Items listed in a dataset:
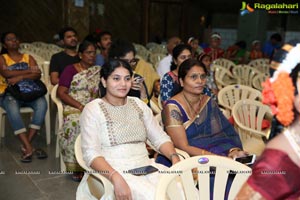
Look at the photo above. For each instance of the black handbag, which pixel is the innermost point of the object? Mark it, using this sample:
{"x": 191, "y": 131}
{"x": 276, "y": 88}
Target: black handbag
{"x": 27, "y": 90}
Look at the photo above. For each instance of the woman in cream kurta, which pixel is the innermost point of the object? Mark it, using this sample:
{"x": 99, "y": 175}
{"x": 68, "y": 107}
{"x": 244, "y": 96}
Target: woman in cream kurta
{"x": 118, "y": 133}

-- Exercise brief --
Convert every line of the records above into a JSON list of strings, one string per line and no blank lines. Leave the pictures out.

-- Result --
[
  "Look at the photo above. For each instance of the black handbag, which pixel is the innermost point of the object? Mark it, using this sample:",
  "{\"x\": 191, \"y\": 131}",
  "{\"x\": 276, \"y\": 88}",
  "Target: black handbag",
  "{\"x\": 27, \"y\": 90}",
  "Look at the photo above. For each instance of the woman in cream kurta, which pixel is the innermost point of the object? Mark it, using this sample:",
  "{\"x\": 99, \"y\": 175}",
  "{\"x\": 68, \"y\": 107}",
  "{\"x\": 244, \"y\": 96}",
  "Target: woman in cream kurta",
  "{\"x\": 118, \"y\": 133}"
]